PASSAGE:

One must petition the court to change executor without the existing executor’s cooperation and so I question the veracity of this mutual family member’s statement. “Gathering this evidence requires depositions, expert witnesses such as accountants, interrogatories, witness interviews, subpoenaed documents and evidence presented following the rules of evidence and subject to the executor’s objections,” per guidelines from Klenk Law, a boutique estate law firm.
‘Power of attorneys have the keys to the house — and the bank accounts.’
“Just being upset with the executor is not enough,” according to Peter Klenk. “You must provide the judge with a basis for removal.” Causes for removal include friction between co-executors, failure to comply with the terms of the will, non-cooperation with a vital party or a beneficiary, neglecting or mismanaging estate assets, misconduct, self-dealing, abuse of discretion, misappropriation of funds, hostility towards heirs and beach of fiduciary duty, he says. And, yes, that works both ways.

REQUEST 1:
In the passage on removing an estate executor, what does Peter Klenk say you must provide the judge with?
REQUEST 2:
Continue the passage on removing an estate executor, picking up right after its final sentence.

MATERIAL:
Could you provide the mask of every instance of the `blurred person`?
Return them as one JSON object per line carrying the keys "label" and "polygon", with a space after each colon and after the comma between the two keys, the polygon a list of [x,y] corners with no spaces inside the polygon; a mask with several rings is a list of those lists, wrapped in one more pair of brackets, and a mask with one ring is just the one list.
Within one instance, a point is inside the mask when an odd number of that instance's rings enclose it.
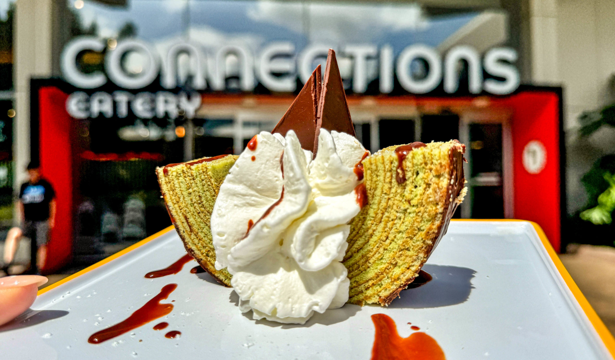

RESULT 1:
A basis for removal.

RESULT 2:
Power of attorneys have the keys to the house — and the bank accounts. “The POA, in fact, is the most abused estate document in terms of theft,” writes Ken Russell, a partner at Baratta, Russell and Baratta. He recommends a provision requiring the POA to provide detailed updates and documentations on all recent activities. It may not prevent financial abuse, but it could deter the POA from acting recklessly. Information gathering first and, based on what you find, action later.
Ultimately, I advise against both inaction and/or underestimating the value of either role.